• [WRITTEN INSTRUCTION A]:
In the rows, list as a numbered list the lines from the one that contains "entry: median strip" through the one that contains "Trace every instance of the median strip now.", leaving out blank lines.

• [SUPPLIED PASSAGE]:
Cycling on Pavements
Cycling on pavements is illegal under Section 72 of the Highways Act 1835 as amended by Section 85 (1) of the Local Government Act 1888. There is no exemption to this law for children. However, the police have always used common sense and discretion in exercising their powers over children cycling on the pavement. Very young children should not be expected to cycle on the road and we would not recommend any child does so until they have received cycle training. In any case, children under the age of 10 are below the age of criminal responsibility, hence they cannot be prosecuted for cycling on the pavement.
The Chester Cycling Campaign does not condone cycling on pavements unless they have been designated as shared use pavements. Most of those who cycle on pavements are aware of the law and the potential consequences of their actions. Often such cycling on pavements is a response to badly designed streets and hostile road conditions. Where roads are quiet and safe, or where high-quality cycling facilities have been provided, pavement cycling ceases. This is why the Chester Cycling Campaign is constantly pressing for better infrastructure and improved conditions for cycling locally.
We are aware of the recent increase in cycling on the pavements of Grosvenor Bridge during the closure of the pedestrian/cyclist footbridge behind the Roodee. Any cyclist considering doing this is advised to dismount if pedestrians are present on the footway.
Like many aspects of life, this all comes down to common sense and respect for others. Cestrians are encouraged to follow the example of continental Europe where shared road space and pavements is often the norm. If cyclists are considerate by sounding a warning, slowing down, and giving way when approaching pedestrians, then conflict can easily be avoided.

• [WRITTEN INSTRUCTION B]:
Answer these questions using the pavement cycling text:
(i) Which section of the Highways Act 1835 makes cycling on pavements illegal?
(ii) On which bridge has there been a recent increase in pavement cycling?
(iii) Whose example are Cestrians encouraged to follow?

• [DATASET ENTRIES]:
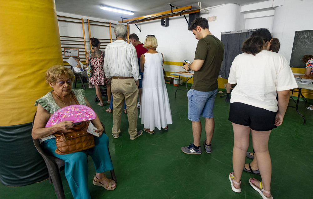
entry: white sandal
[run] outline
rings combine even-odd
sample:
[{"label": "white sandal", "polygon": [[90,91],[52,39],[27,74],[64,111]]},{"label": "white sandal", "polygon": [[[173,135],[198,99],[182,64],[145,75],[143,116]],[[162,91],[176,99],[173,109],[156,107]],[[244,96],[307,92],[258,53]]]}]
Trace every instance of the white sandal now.
[{"label": "white sandal", "polygon": [[309,106],[308,107],[307,107],[306,109],[308,109],[309,110],[313,111],[313,105],[311,105],[310,106]]},{"label": "white sandal", "polygon": [[264,192],[264,193],[270,195],[271,194],[271,191],[267,191],[262,187],[262,182],[260,182],[260,188],[259,188],[256,185],[254,185],[253,184],[253,182],[254,181],[259,181],[256,179],[252,179],[252,178],[250,178],[250,179],[252,179],[252,180],[250,181],[250,179],[249,179],[249,183],[250,184],[250,185],[251,185],[251,186],[253,188],[259,192],[259,193],[260,194],[261,196],[262,196],[262,198],[263,199],[273,199],[273,197],[271,195],[270,196],[267,197],[264,196],[264,194],[263,193],[263,192]]},{"label": "white sandal", "polygon": [[232,185],[232,189],[233,191],[235,191],[236,193],[240,193],[241,192],[241,189],[239,187],[239,188],[236,188],[234,186],[234,185],[233,184],[233,183],[237,185],[240,185],[240,184],[241,184],[241,181],[240,180],[240,181],[239,182],[237,182],[236,181],[234,180],[234,178],[235,177],[235,175],[234,175],[233,172],[232,172],[229,174],[229,181],[230,181],[230,184]]}]

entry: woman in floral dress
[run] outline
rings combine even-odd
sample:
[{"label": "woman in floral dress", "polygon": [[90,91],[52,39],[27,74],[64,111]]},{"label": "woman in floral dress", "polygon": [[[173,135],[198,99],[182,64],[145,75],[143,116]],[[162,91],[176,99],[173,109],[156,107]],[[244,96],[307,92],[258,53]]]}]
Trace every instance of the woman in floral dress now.
[{"label": "woman in floral dress", "polygon": [[98,97],[100,102],[98,105],[101,107],[104,106],[102,100],[102,95],[100,90],[100,85],[105,84],[106,85],[107,94],[108,95],[107,103],[110,103],[111,100],[111,81],[105,77],[105,74],[103,71],[103,61],[104,60],[104,52],[100,50],[101,44],[99,39],[92,37],[89,39],[91,42],[91,45],[93,49],[88,53],[86,57],[86,62],[87,64],[91,63],[92,66],[92,76],[90,77],[90,83],[95,86],[96,95]]}]

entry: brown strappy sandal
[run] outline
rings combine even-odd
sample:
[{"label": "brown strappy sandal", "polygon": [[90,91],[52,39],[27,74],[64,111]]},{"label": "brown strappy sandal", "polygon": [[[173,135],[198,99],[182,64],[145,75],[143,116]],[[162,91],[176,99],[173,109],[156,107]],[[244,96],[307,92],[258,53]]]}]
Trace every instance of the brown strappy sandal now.
[{"label": "brown strappy sandal", "polygon": [[[105,185],[100,182],[103,180],[105,180],[107,181],[108,183],[106,184],[106,185]],[[115,182],[113,180],[107,178],[106,177],[105,177],[105,175],[104,175],[104,177],[101,179],[98,179],[97,176],[96,176],[95,175],[95,178],[92,180],[92,182],[93,183],[94,185],[96,186],[101,186],[105,189],[109,190],[112,190],[115,189],[115,188],[116,188],[116,186],[117,186],[117,185],[115,183],[116,185],[115,186],[112,187],[112,183],[113,182]]]}]

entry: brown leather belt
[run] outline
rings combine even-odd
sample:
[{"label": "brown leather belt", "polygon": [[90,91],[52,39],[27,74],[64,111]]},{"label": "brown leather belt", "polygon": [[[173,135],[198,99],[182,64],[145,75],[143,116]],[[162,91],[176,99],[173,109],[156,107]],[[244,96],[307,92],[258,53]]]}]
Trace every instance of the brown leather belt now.
[{"label": "brown leather belt", "polygon": [[121,77],[120,76],[114,76],[112,77],[112,79],[131,79],[133,78],[134,77]]}]

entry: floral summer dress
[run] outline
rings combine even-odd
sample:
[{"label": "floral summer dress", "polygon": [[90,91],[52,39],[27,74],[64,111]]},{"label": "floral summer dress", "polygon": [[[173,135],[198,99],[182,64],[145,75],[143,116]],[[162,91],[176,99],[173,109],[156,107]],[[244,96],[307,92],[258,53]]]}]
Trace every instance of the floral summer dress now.
[{"label": "floral summer dress", "polygon": [[103,85],[111,83],[110,80],[105,77],[103,70],[103,52],[101,52],[101,56],[98,58],[93,58],[90,56],[89,59],[93,67],[92,76],[90,77],[90,84],[94,86]]},{"label": "floral summer dress", "polygon": [[311,59],[306,62],[305,68],[311,68],[311,71],[310,72],[311,74],[313,74],[313,59]]}]

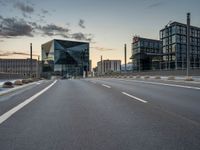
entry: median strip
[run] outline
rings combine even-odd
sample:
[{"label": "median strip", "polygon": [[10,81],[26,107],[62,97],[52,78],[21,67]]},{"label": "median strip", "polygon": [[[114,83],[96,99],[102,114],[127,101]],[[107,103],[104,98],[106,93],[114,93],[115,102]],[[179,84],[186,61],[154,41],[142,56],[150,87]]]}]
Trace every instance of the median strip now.
[{"label": "median strip", "polygon": [[122,92],[122,94],[124,94],[124,95],[126,95],[126,96],[128,96],[128,97],[131,97],[131,98],[133,98],[133,99],[135,99],[135,100],[138,100],[138,101],[140,101],[140,102],[147,103],[147,101],[145,101],[145,100],[143,100],[143,99],[140,99],[140,98],[138,98],[138,97],[135,97],[135,96],[133,96],[133,95],[131,95],[131,94],[128,94],[128,93],[126,93],[126,92]]},{"label": "median strip", "polygon": [[94,82],[94,81],[90,81],[90,82],[96,84],[96,82]]},{"label": "median strip", "polygon": [[104,87],[107,87],[107,88],[111,88],[110,86],[108,86],[108,85],[105,85],[105,84],[102,84],[102,86],[104,86]]},{"label": "median strip", "polygon": [[26,99],[24,102],[20,103],[19,105],[15,106],[11,110],[7,111],[3,115],[0,116],[0,124],[2,124],[4,121],[6,121],[8,118],[10,118],[13,114],[15,114],[18,110],[22,109],[24,106],[35,100],[38,96],[46,92],[49,88],[51,88],[57,80],[55,80],[52,84],[50,84],[48,87],[40,91],[39,93],[31,96],[30,98]]},{"label": "median strip", "polygon": [[170,87],[179,87],[179,88],[200,90],[200,87],[187,86],[187,85],[167,84],[167,83],[160,83],[160,82],[136,81],[136,80],[125,80],[125,79],[118,79],[118,80],[127,81],[127,82],[131,81],[131,82],[137,82],[137,83],[145,83],[145,84],[153,84],[153,85],[164,85],[164,86],[170,86]]}]

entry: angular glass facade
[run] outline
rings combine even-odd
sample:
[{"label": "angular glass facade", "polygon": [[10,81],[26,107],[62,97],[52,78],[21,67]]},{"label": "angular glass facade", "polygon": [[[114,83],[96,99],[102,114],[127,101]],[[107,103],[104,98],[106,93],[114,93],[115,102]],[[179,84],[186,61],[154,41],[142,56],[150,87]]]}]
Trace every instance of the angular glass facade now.
[{"label": "angular glass facade", "polygon": [[76,77],[88,71],[89,43],[55,39],[42,45],[43,74]]},{"label": "angular glass facade", "polygon": [[134,37],[132,43],[132,63],[136,70],[161,69],[162,42],[159,40]]},{"label": "angular glass facade", "polygon": [[[163,68],[186,69],[187,25],[173,22],[160,31],[163,42]],[[200,28],[190,26],[190,67],[200,67]]]}]

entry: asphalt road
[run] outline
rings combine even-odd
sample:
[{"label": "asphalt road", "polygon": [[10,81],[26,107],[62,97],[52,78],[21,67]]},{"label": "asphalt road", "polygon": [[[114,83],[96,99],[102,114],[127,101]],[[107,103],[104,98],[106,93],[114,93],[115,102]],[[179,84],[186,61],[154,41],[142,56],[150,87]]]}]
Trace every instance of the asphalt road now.
[{"label": "asphalt road", "polygon": [[0,121],[1,150],[199,150],[200,88],[129,79],[47,81],[0,97]]}]

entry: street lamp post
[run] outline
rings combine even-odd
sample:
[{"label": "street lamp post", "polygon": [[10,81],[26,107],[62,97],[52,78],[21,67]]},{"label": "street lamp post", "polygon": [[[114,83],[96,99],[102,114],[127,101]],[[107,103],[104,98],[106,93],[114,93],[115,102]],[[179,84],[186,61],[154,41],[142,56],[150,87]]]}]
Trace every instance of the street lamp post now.
[{"label": "street lamp post", "polygon": [[190,13],[187,13],[187,77],[190,68]]}]

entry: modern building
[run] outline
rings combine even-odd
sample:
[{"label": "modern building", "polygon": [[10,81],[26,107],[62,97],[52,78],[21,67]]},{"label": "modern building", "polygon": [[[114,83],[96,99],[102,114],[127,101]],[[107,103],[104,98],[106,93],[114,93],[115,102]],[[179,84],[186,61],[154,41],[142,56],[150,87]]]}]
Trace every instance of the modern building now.
[{"label": "modern building", "polygon": [[162,41],[133,37],[132,59],[133,66],[137,71],[161,69]]},{"label": "modern building", "polygon": [[126,64],[126,69],[125,69],[125,64],[122,64],[121,65],[121,72],[132,72],[133,68],[135,69],[132,62],[129,62],[129,63]]},{"label": "modern building", "polygon": [[32,59],[32,72],[30,64],[30,59],[0,59],[0,73],[16,74],[24,78],[39,77],[40,62]]},{"label": "modern building", "polygon": [[102,60],[97,62],[97,74],[104,75],[121,71],[121,60]]},{"label": "modern building", "polygon": [[[187,25],[172,22],[160,30],[163,43],[163,68],[186,69]],[[200,67],[200,28],[190,26],[190,68]]]},{"label": "modern building", "polygon": [[44,76],[87,76],[89,43],[54,39],[42,45]]}]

• [SOLUTION A]:
1. entry: median strip
2. [run] outline
3. rings combine even-odd
4. sample:
5. [{"label": "median strip", "polygon": [[10,81],[26,107],[62,97],[52,78],[21,67]]},{"label": "median strip", "polygon": [[[114,83],[96,99],[102,114],[127,101]],[[107,103],[104,98],[106,93],[114,93],[115,102]],[[179,84],[186,61],[154,41],[142,56],[150,87]]]}]
6. Trace every instance of the median strip now.

• [SOLUTION B]:
(i) Section 72
(ii) Grosvenor Bridge
(iii) Continental Europe